We are not persuaded. The concurring opinion can also be read as relaying the
decision path of the court, so as to preserve for another day the question whether
the obvious deficiencies in the performance of state habeas counsel excused a
failure to present the claims of ineffective trial counsel in a first state petition.
Preserving this issue makes sense only if the CCA had rejected the claim of
ineffective trial counsel on its merits rather than because it was not presented in
Ruiz’s first state habeas petition. In sum, the three opinions from the seven
judges together do not clearly rest on an independent and adequate state ground.
Even if the order of the four-Judge plurality alone left the decisional footing
certain, and it did not, Judge Womack’s opinion, necessary to the court’s
judgment, pushes the court toward a clear merit ruling, and in any event
deprives the plurality of a fifth vote on an independent and adequate state
ground. This leaves the decisional path far short of the clarity insisted upon by
Michigan v. Long, to which the district court paid no mind and of which the CCA
is acutely aware. Ruiz’s Wiggins claim was properly before the federal district
court.

__Direction a__:
Return, character for character, the part of the rows that opens with the line containing "and white shawl?" and closes with the line containing "[88,400,139,416]", including both of those lines.

__Listing__:
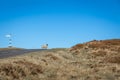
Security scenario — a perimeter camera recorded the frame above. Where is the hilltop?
[0,39,120,80]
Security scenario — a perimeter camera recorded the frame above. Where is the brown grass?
[0,40,120,80]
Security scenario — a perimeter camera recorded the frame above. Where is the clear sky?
[0,0,120,48]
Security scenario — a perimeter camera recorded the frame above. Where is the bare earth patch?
[0,40,120,80]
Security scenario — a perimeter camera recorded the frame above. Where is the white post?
[6,34,12,48]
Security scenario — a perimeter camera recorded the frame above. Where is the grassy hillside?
[0,39,120,80]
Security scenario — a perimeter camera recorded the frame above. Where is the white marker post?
[5,34,12,48]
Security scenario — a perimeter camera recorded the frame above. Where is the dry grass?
[0,47,23,51]
[0,41,120,80]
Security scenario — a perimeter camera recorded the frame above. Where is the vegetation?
[0,40,120,80]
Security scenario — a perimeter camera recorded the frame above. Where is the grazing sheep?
[41,44,48,49]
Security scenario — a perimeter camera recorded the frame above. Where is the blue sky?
[0,0,120,48]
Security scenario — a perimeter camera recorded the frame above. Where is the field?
[0,40,120,80]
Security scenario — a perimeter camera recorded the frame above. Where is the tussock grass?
[0,39,120,80]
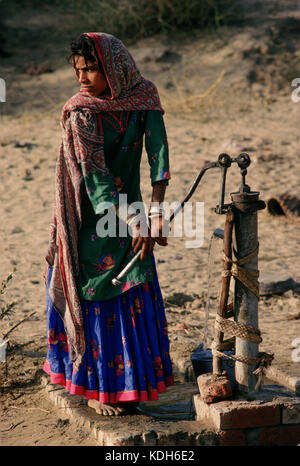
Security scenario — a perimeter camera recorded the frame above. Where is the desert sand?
[0,1,300,445]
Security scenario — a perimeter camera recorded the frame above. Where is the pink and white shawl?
[43,33,163,368]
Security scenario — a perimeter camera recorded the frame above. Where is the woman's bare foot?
[88,400,125,416]
[88,400,139,416]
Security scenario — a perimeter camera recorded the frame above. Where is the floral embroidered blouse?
[78,110,170,301]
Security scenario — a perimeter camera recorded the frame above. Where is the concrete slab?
[41,374,218,446]
[193,385,300,430]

__Direction b__:
Can you retype the part of the opinion that opens with the words "We are not persuaded." and closes with "adequate state ground.", keeping every word and punctuation mark unchanged?

__Full solution a__:
Security scenario — a perimeter camera recorded the frame above. Where is the pink and white shawl?
[43,33,163,368]
Security scenario — a perimeter camera recorded the frame above. Where is the woman's bare foot?
[88,400,125,416]
[88,400,139,416]

__Full solution b__:
We are not persuaded. The concurring opinion can also be read as relaying the
decision path of the court, so as to preserve for another day the question whether
the obvious deficiencies in the performance of state habeas counsel excused a
failure to present the claims of ineffective trial counsel in a first state petition.
Preserving this issue makes sense only if the CCA had rejected the claim of
ineffective trial counsel on its merits rather than because it was not presented in
Ruiz’s first state habeas petition. In sum, the three opinions from the seven
judges together do not clearly rest on an independent and adequate state ground.